==== Source information ====

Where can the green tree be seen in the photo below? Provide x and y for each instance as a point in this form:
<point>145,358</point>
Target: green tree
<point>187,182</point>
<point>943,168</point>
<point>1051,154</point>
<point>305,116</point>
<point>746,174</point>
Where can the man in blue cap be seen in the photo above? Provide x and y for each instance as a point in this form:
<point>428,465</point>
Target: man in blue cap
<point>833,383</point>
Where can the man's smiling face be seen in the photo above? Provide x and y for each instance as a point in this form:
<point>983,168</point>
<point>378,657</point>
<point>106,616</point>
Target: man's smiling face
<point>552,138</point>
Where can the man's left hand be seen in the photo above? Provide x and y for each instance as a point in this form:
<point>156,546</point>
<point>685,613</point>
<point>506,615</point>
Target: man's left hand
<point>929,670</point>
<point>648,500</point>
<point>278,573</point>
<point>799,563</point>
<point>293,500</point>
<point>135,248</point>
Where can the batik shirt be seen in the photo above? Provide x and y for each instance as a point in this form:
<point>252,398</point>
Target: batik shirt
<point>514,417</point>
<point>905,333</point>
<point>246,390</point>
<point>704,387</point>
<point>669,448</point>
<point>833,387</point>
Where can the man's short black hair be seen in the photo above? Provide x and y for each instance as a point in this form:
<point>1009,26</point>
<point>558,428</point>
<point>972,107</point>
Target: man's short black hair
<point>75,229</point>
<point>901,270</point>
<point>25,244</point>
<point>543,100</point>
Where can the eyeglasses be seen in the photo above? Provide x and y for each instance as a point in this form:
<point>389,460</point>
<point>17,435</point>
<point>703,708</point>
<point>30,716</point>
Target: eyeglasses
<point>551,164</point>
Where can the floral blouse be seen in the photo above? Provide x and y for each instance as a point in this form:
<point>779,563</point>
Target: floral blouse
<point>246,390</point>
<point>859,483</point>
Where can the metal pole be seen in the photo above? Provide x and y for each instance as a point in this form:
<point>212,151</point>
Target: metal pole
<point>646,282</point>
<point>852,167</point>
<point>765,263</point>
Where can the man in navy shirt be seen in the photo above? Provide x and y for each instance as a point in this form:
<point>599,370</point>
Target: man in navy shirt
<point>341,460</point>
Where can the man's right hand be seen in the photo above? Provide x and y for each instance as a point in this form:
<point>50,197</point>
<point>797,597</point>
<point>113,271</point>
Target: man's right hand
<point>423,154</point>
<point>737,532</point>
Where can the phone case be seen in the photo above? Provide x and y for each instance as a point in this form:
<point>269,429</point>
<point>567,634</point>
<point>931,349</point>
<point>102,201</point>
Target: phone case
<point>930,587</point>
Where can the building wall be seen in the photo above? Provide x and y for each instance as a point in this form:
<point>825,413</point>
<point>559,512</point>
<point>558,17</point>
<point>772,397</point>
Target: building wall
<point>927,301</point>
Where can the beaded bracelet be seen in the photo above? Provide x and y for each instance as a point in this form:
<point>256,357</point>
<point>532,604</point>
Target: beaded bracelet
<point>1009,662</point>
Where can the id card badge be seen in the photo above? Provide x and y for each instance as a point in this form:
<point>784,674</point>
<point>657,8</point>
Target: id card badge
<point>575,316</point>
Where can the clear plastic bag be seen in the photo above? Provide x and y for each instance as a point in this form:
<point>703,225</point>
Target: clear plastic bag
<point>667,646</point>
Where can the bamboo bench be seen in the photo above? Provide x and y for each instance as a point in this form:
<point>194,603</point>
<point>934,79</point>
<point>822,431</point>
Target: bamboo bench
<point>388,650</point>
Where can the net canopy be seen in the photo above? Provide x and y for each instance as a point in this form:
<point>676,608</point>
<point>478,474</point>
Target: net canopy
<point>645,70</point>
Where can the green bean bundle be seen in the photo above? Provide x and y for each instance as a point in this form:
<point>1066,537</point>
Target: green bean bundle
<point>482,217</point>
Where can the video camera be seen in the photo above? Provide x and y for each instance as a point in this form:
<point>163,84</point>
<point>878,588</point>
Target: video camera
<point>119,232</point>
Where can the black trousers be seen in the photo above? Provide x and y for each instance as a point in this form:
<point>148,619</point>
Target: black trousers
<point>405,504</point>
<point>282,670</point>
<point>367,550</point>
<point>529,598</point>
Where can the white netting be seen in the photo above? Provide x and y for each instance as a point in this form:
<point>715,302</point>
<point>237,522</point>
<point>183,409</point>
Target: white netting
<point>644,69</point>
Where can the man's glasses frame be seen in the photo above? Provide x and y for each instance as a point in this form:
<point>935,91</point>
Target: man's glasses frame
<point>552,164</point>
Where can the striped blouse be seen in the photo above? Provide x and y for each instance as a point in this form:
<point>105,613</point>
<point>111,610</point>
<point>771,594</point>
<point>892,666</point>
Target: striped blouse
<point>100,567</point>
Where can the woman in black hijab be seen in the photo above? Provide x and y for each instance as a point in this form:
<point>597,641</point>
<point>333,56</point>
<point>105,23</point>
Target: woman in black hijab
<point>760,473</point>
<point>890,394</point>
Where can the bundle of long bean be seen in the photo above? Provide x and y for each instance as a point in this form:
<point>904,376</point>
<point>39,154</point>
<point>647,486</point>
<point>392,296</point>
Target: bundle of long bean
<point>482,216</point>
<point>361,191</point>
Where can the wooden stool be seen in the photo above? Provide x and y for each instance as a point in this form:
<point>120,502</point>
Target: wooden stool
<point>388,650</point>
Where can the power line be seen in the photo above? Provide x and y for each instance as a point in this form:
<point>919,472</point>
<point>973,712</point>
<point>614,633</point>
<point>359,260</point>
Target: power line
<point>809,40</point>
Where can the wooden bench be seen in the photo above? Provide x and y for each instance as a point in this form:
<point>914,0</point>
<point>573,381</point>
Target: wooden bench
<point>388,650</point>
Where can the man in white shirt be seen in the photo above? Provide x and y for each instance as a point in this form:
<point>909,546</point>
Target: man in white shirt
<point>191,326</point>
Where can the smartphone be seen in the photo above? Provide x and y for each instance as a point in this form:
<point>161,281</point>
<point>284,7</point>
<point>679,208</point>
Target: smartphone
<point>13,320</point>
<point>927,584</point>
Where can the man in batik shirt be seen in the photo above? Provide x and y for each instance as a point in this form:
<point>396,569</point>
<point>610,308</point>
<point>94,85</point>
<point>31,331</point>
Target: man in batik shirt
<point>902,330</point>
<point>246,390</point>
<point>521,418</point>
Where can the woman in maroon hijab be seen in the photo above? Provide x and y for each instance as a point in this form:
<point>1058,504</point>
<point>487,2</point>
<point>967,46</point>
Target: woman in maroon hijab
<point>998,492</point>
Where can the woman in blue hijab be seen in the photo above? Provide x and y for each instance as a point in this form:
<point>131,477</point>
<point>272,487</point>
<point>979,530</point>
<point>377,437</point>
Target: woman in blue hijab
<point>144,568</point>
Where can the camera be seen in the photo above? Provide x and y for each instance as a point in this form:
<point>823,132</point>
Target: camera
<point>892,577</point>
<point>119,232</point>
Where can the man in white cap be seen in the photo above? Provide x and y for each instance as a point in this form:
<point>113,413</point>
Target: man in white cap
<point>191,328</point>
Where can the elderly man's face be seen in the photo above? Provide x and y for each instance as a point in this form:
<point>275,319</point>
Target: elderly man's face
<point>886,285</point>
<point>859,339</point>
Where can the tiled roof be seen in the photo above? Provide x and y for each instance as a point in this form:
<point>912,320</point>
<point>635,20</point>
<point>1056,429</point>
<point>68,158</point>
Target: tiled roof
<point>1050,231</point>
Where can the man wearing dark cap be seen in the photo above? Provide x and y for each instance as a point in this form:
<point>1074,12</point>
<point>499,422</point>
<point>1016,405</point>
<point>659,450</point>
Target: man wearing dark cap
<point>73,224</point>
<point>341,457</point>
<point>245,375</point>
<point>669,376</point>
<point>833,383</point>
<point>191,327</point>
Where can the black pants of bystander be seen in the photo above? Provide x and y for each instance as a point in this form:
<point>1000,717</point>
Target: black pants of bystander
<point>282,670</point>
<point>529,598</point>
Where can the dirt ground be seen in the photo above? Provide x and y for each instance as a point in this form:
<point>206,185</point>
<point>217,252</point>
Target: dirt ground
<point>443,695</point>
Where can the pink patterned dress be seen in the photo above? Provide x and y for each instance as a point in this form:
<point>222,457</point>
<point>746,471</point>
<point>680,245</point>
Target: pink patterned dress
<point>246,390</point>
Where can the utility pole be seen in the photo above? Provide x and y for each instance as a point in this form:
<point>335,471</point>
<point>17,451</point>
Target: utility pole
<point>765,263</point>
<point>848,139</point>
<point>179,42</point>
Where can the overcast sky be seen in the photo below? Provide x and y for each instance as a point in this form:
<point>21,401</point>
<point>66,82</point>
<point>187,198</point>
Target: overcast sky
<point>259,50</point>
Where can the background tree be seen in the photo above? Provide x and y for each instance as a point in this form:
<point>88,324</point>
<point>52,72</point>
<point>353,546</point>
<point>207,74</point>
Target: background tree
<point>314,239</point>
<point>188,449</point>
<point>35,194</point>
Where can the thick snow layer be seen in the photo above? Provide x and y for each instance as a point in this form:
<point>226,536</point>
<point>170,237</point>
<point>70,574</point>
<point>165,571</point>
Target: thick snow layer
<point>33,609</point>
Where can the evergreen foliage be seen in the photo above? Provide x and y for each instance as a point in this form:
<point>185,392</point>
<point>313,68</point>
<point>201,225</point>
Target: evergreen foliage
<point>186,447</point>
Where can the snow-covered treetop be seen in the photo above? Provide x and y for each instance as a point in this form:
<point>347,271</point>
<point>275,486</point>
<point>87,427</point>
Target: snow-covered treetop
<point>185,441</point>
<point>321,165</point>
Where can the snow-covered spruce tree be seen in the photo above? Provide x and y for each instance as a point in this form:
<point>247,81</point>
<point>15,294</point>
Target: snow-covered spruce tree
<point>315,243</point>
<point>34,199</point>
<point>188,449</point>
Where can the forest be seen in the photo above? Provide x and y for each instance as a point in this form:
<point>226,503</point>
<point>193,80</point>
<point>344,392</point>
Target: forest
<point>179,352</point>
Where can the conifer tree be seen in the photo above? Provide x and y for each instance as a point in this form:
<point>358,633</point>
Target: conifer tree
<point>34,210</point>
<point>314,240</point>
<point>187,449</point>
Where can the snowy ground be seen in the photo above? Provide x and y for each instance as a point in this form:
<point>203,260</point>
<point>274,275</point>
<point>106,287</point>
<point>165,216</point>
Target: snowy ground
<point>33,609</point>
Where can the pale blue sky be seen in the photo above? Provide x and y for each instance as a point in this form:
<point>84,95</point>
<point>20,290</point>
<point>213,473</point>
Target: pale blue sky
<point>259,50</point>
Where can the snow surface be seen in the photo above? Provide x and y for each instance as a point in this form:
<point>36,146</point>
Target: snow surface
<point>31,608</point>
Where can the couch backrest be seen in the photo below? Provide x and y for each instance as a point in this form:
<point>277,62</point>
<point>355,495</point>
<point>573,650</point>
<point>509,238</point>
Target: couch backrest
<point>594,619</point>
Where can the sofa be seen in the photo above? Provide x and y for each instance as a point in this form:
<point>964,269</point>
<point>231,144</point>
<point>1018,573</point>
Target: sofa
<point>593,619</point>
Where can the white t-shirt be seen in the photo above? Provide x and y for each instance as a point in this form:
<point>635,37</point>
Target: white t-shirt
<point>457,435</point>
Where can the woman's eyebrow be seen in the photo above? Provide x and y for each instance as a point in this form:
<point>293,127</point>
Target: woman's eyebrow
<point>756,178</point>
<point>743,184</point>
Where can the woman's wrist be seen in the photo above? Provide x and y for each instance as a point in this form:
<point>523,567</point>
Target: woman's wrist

====

-- Exercise directions --
Begin at the line above that has "Where can the man's glasses" and stop after the line that has "Where can the bundle", copying each line exactly and adding nothing else.

-- Exercise response --
Where can the man's glasses frame be seen in the photo above? Provide x and y for each instance as a point in this form:
<point>935,91</point>
Target: man's glasses frame
<point>552,164</point>
Where can the striped blouse be seen in the photo above? Provide x and y for each instance as a point in this form:
<point>105,613</point>
<point>111,610</point>
<point>771,594</point>
<point>892,666</point>
Target: striped blouse
<point>100,567</point>
Where can the woman in black hijab be seen in the photo above? Provide x and y for each instance as a point in this form:
<point>597,641</point>
<point>333,56</point>
<point>105,23</point>
Target: woman in black hijab
<point>760,473</point>
<point>890,394</point>
Where can the bundle of long bean be seen in the photo above? Provide x and y for each instance as a point in this form:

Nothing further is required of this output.